### Excerto
—————

Como pode o Um não estar só?
Se a perfeição é a solidão
prefiro, então, a multiplicidade
do caos e da confusão.
A vida, portanto.
A ALMA E OS CORPOS
Falam-nos de espíritos, eles; uns que são assim, outros que são assado. No entanto, talvez fosse mais acertado falar de espírito. É que plurais são os corpos, essa matéria subjectivada na multiplicidade e não há razão nenhuma para entender que dessa subjectivação advenha uma correlação individual com o metafísico onde também este fosse subjectivo. O que será a a identidade então? Porque não a mera junção dessas subjectividades, efémeras e ínfimas, múltiplas e infinitas, com o espírito uno e sempiterno, eterno e imutável, que, por breves instantes, se digna a habitar - criando-as - as tais subjectivas insignificâncias: "God is conscience and we are all God trying to experience its full potential".
segunda-feira, 20 de fevereiro de 2012
HUMILDADE
"Ideal e matéria. Tens diante dos olhos um nobre ideal, mas serás tu também uma pedra suficientemente nobre para que de ti se possa esculpir uma tal imagem divina? Aliás, não será todo o teu trabalho a obra de um escultor bárbaro? Uma blasfémia contra o teu ideal?"
Friedrich Nietzsche, A Gaia Ciência (1882)
Friedrich Nietzsche, A Gaia Ciência (1882)

—————

### Informação extraída
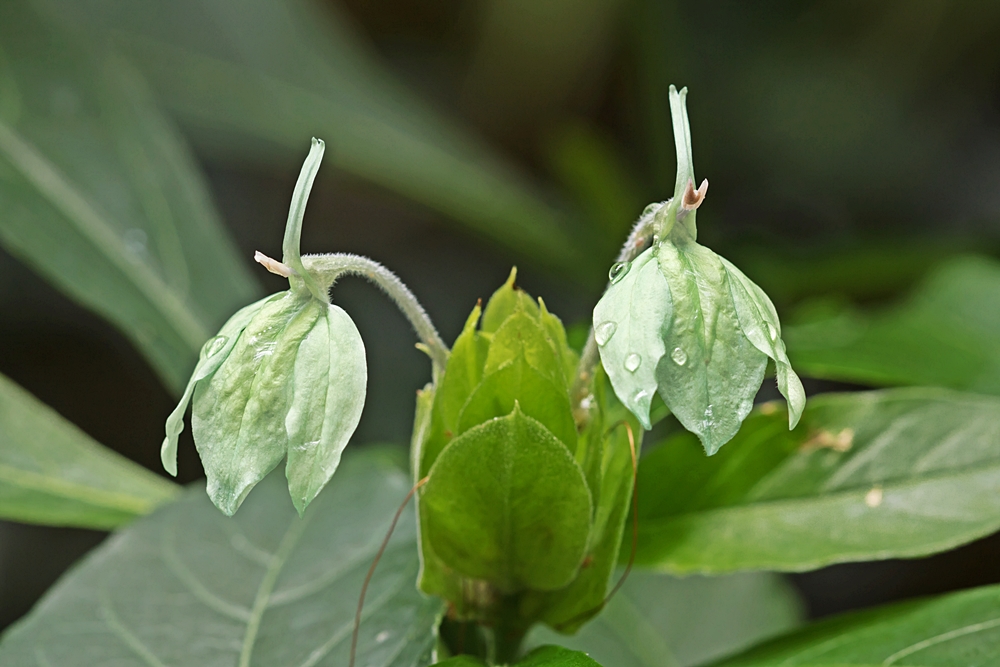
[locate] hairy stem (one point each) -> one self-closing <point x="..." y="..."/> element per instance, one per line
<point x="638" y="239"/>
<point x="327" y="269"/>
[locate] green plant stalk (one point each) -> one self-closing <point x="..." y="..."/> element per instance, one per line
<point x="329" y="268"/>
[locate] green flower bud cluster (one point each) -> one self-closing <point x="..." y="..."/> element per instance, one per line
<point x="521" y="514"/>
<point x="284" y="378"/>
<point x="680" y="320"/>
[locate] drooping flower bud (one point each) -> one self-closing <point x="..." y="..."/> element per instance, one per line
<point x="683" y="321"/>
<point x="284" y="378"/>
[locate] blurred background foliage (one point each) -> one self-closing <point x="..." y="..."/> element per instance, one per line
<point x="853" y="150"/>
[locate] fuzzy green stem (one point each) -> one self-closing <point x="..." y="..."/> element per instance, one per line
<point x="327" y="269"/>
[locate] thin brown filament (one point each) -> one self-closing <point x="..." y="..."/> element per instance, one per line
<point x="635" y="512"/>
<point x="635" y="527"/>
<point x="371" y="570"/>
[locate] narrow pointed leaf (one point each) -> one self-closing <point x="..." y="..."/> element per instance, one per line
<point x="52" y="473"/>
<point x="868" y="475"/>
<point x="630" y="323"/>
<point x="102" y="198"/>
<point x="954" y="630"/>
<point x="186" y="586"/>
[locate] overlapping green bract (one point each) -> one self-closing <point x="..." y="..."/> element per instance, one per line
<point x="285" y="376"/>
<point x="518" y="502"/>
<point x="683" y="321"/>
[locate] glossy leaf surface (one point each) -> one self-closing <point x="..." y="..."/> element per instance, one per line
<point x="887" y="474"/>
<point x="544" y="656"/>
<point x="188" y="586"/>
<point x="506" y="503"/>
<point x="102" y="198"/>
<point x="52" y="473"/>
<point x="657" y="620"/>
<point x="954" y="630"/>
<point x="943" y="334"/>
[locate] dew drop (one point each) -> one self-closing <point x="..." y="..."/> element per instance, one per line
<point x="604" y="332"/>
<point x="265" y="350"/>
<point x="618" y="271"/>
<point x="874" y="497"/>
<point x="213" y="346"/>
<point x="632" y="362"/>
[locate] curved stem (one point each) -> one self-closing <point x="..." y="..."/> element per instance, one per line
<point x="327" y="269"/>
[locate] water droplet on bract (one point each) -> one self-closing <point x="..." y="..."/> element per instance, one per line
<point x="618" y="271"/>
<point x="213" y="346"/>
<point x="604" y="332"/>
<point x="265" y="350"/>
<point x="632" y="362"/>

—————

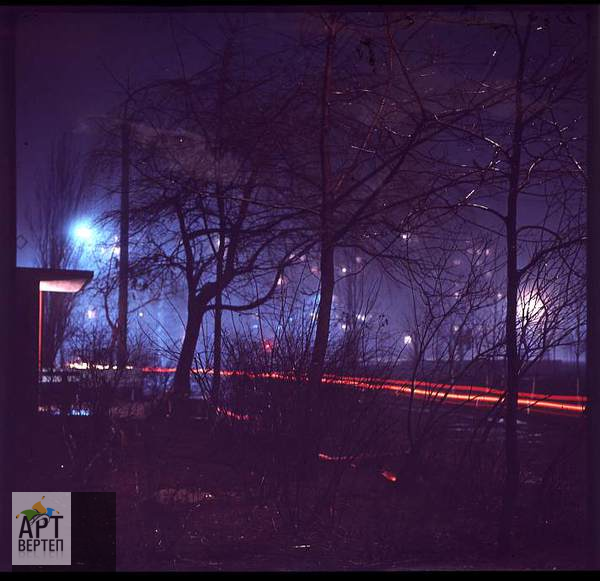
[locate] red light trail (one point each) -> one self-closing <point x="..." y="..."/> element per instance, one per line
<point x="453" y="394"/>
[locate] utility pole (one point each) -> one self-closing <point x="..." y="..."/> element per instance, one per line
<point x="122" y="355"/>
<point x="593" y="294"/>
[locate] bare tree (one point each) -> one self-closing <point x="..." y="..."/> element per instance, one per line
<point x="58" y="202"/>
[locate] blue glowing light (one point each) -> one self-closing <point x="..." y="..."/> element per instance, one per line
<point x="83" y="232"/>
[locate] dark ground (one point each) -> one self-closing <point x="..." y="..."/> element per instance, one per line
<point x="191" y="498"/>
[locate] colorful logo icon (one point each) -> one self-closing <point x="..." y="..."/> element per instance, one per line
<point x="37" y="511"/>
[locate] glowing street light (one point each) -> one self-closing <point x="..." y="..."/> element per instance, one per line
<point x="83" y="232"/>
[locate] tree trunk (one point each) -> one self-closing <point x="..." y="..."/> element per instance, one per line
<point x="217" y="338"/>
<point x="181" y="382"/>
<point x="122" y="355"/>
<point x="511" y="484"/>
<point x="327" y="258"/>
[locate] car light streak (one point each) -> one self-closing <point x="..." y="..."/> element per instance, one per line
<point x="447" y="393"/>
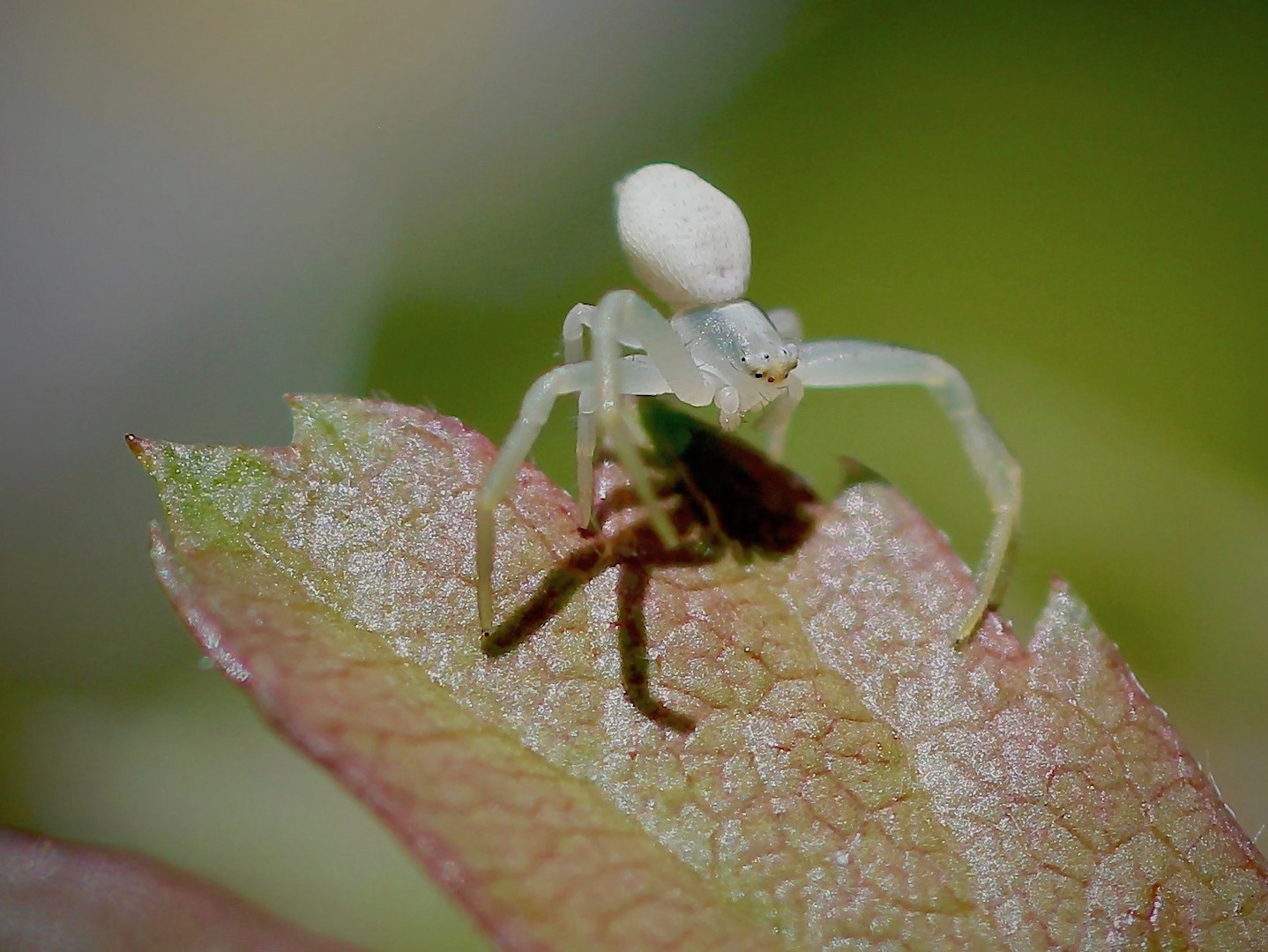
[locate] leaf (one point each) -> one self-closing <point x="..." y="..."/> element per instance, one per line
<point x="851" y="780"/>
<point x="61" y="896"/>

—————

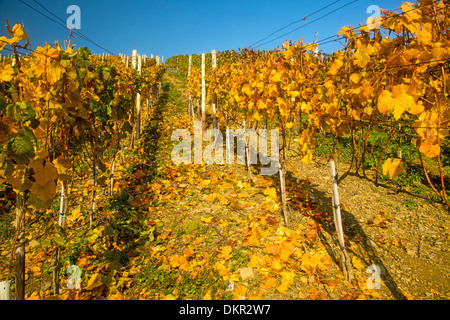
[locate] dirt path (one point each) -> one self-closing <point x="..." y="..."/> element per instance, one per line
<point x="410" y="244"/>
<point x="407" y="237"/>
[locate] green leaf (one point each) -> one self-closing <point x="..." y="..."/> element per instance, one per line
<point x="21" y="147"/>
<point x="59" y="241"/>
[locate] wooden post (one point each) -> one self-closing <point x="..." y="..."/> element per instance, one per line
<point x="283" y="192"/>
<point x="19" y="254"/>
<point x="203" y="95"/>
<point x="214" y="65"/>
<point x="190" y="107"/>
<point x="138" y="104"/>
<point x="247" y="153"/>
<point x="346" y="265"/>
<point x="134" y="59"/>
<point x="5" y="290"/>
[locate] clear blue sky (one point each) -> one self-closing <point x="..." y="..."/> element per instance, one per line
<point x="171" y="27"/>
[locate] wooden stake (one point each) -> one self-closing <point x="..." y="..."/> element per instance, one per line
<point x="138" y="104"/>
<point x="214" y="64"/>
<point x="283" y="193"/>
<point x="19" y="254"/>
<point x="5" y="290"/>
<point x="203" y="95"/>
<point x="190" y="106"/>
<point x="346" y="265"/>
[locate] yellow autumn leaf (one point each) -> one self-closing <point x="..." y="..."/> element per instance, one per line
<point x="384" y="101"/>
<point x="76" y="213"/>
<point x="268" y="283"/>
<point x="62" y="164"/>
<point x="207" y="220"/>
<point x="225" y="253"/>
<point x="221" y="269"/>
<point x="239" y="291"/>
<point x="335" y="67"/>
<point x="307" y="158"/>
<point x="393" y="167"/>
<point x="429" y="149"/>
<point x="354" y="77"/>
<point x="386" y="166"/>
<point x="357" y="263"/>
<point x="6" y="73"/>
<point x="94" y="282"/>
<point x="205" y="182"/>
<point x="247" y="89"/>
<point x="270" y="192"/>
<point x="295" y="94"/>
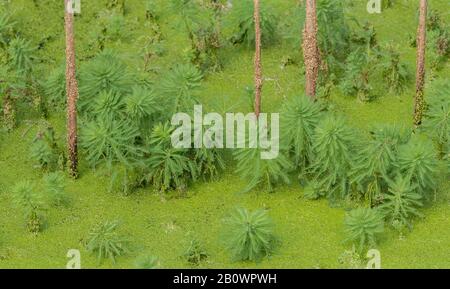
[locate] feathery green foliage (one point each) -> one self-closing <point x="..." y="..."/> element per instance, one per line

—————

### Exercício proposto
Responda com base no excerto:
(a) Nos versos iniciais, o que se prefere se a perfeição é a solidão?
(b) Na secção "A ALMA E OS CORPOS", o que se afirma ser plural?
(c) Sob "HUMILDADE", de que obra e de que ano é a citação?

### Resultado correto
(a) A multiplicidade do caos e da confusão.
(b) Os corpos.
(c) De A Gaia Ciência, de Friedrich Nietzsche, de 1882.